Once again we've already done the bulk of the theoretical work in developing a hypothesis test for the slope parameter \(\beta\) of a simple linear regression model when we developed a \((1-\alpha)100\%\) confidence interval for \(\beta\). We had shown then that:

\(T=\dfrac{\hat{\beta}-\beta}{\sqrt{\frac{MSE}{\sum(x_i-\bar{x})^2}}}\)

follows a \(t_{n-2}\) distribution. Therefore, if we're interested in testing the null hypothesis:

\(H_0:\beta=\beta_0\)

against any of the alternative hypotheses:

\(H_A:\beta \neq \beta_0\), \(H_A:\beta < \beta_0\), \(H_A:\beta > \beta_0\)

we can use the test statistic:

\(t=\dfrac{\hat{\beta}-\beta_0}{\sqrt{\frac{MSE}{\sum(x_i-\bar{x})^2}}}\)

and follow the standard hypothesis testing procedures. Let's take a look at an example.

The hypothesis test for the slope \(\beta\) that we developed on the previous page was developed under the assumption that a response \(Y\) is a linear function of a nonrandom predictor \(x\). This situation occurs when the researcher has complete control of the values of the variable \(x\). For example, a researcher might be interested in modeling the linear relationship between the temperature \(x\) of an oven and the moistness \(y\) of chocolate chip muffins. In this case, the researcher sets the oven temperatures (in degrees Fahrenheit) to 350, 360, 370, and so on, and then observes the values of the random variable \(Y\), that is, the moistness of the baked muffins. In this case, the linear model:

\(Y_i=\alpha+\beta x_i+\epsilon_i\)

implies that the average moistness:

\(E(Y)=\alpha+\beta x\)

is a linear function of the temperature setting.

Source excerpt>
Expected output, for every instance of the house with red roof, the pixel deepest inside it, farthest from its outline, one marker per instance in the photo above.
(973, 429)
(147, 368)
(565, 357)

Tasks and exercises>
A. Decide whether each statement below agrees with the passage on the regression slope. For each, answer yes or no and quote the deciding words.
(i) The test for the slope was developed assuming the predictor is random.
(ii) In the muffin example, the researcher sets the oven temperatures.
(iii) The oven temperature settings in the example start at 300 degrees Fahrenheit.
B. Retype the passage on the regression slope from "The hypothesis test" to "the temperature setting.".
C. Write what comes next in the passage on the regression slope, starting after its final sentence.
The listing has no connection to the passage on the regression slope.

In response>
A.
(i) No: "a linear function of a nonrandom predictor"
(ii) Yes: "the researcher sets the oven temperatures"
(iii) No: "to 350, 360, 370, and so on"

B.
The hypothesis test for the slope \(\beta\) that we developed on the previous page was developed under the assumption that a response \(Y\) is a linear function of a nonrandom predictor \(x\). This situation occurs when the researcher has complete control of the values of the variable \(x\). For example, a researcher might be interested in modeling the linear relationship between the temperature \(x\) of an oven and the moistness \(y\) of chocolate chip muffins. In this case, the researcher sets the oven temperatures (in degrees Fahrenheit) to 350, 360, 370, and so on, and then observes the values of the random variable \(Y\), that is, the moistness of the baked muffins. In this case, the linear model:

\(Y_i=\alpha+\beta x_i+\epsilon_i\)

implies that the average moistness:

\(E(Y)=\alpha+\beta x\)

is a linear function of the temperature setting.

C.
There are other situations, however, in which the variable \(x\) is not nonrandom (yes, that's a double negative!), but rather an observed value of a random variable \(X\). For example, a fisheries researcher may want to relate the age \(Y\) of a sardine to its length \(X\). If a linear relationship could be established, then in the future fisheries researchers could predict the age of a sardine simply by measuring its length. In this case, the linear model:

\(Y_i=\alpha+\beta x_i+\epsilon_i\)

implies that the average age of a sardine, given its length is \(X=x\):

\(E(Y|X=x)=\alpha+\beta x\)

is a linear function of the length. That is, the conditional mean of \(Y\) given \(X=x\) is a linear function. Now, in this second situation, in which both \(X\) and \(Y\) are deemed random, we typically assume that the pairs \((X_1, Y_1), (X_2, Y_2), \ldots, (X_n, Y_n)\) are a random sample from a bivariate normal distribution with means \(\mu_X\) and \(\mu_Y\), variances \(\sigma^2_X\) and \(\sigma^2_Y\), and correlation coefficient \(\rho\). If that's the case, it can be shown that the conditional mean:

\(E(Y|X=x)=\alpha+\beta x\)

must be of the form:

\(E(Y|X=x)=\left(\mu_Y-\rho \dfrac{\sigma_Y}{\sigma_X} \mu_X\right)+\left(\rho \dfrac{\sigma_Y}{\sigma_X}\right)x\)

That is:

\(\beta=\rho \dfrac{\sigma_Y}{\sigma_X}\)

Now, for the case where \((X_i, Y_i)\) has a bivariate distribution, the researcher may not necessarily be interested in estimating the linear function:

\(E(Y|X=x)=\alpha+\beta x\)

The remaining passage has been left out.